┏━━

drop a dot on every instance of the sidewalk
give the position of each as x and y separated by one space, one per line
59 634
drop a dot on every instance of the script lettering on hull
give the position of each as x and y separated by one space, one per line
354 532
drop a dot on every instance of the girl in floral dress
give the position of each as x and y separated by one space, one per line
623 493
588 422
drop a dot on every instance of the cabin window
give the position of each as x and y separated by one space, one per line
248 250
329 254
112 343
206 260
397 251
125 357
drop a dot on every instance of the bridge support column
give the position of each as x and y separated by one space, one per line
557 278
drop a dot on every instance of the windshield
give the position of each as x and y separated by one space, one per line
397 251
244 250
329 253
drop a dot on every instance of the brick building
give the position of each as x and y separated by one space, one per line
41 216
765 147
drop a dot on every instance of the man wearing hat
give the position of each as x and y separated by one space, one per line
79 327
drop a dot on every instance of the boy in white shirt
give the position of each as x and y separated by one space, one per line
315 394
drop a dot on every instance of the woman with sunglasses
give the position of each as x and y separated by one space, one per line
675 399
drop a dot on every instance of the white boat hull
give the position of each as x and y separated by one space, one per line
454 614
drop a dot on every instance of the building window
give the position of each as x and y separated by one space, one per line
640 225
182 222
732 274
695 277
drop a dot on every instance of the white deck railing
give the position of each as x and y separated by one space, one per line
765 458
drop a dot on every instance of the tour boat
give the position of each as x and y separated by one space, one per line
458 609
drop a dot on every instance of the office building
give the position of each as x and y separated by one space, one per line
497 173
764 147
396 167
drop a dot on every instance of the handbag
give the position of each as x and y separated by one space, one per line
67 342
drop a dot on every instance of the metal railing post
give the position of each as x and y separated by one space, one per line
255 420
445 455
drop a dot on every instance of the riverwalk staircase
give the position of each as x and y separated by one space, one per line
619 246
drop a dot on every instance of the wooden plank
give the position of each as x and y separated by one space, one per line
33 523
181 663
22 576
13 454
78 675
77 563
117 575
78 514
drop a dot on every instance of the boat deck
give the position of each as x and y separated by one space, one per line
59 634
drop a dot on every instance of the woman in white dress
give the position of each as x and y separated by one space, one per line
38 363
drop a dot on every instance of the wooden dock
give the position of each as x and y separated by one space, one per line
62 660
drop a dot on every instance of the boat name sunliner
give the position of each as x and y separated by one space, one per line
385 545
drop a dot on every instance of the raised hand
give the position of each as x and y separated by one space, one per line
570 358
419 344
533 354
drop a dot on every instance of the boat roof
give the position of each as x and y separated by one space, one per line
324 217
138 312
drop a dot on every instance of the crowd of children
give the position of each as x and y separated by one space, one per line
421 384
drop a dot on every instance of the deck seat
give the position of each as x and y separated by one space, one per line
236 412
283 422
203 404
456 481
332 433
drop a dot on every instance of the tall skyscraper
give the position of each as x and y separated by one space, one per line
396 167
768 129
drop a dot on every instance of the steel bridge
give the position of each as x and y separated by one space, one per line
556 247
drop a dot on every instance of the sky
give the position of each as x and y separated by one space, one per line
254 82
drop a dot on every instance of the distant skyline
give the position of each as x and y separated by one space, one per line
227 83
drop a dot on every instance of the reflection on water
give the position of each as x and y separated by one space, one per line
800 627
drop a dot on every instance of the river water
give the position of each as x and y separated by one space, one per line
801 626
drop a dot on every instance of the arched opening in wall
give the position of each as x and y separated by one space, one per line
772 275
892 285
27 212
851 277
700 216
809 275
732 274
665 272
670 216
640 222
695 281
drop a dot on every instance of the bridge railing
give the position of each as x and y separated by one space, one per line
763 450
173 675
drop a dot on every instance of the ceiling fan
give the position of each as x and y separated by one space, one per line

┗━━
┏━━

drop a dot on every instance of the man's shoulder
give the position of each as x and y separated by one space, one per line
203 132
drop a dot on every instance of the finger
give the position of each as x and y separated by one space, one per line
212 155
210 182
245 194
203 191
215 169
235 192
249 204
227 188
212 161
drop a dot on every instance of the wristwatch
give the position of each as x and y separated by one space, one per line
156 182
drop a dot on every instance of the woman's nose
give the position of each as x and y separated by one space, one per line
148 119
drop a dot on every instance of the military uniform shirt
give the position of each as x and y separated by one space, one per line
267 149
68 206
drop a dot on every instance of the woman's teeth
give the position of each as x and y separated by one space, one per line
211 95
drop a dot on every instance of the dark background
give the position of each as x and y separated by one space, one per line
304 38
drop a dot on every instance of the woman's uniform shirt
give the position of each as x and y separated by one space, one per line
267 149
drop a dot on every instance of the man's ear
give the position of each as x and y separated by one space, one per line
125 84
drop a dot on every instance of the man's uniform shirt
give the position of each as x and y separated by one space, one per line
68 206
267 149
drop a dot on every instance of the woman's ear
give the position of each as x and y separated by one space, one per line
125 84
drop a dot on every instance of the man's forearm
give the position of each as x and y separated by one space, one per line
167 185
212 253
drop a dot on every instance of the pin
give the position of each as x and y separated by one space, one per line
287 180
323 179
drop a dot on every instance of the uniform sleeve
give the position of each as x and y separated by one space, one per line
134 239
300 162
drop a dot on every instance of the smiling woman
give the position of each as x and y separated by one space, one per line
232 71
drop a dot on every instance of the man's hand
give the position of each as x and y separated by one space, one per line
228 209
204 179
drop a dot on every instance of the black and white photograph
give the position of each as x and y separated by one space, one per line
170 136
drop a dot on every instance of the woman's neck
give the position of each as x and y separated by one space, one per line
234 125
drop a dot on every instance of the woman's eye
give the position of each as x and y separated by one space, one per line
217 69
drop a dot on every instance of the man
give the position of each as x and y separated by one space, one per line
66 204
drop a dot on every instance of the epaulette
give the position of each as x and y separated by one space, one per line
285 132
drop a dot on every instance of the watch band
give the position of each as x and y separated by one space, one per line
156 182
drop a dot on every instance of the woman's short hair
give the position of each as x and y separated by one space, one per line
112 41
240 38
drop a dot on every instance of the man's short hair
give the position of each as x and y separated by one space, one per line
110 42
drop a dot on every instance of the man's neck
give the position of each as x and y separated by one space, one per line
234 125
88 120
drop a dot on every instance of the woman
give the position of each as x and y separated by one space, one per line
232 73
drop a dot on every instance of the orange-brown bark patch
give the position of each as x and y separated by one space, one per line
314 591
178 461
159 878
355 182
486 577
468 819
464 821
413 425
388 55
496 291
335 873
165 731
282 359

┗━━

> [PROBLEM DESCRIPTION]: Tally the lines in the records above that contain the word "wooden" and reply with only that number.

> [ANSWER TO THE EXERCISE]: 2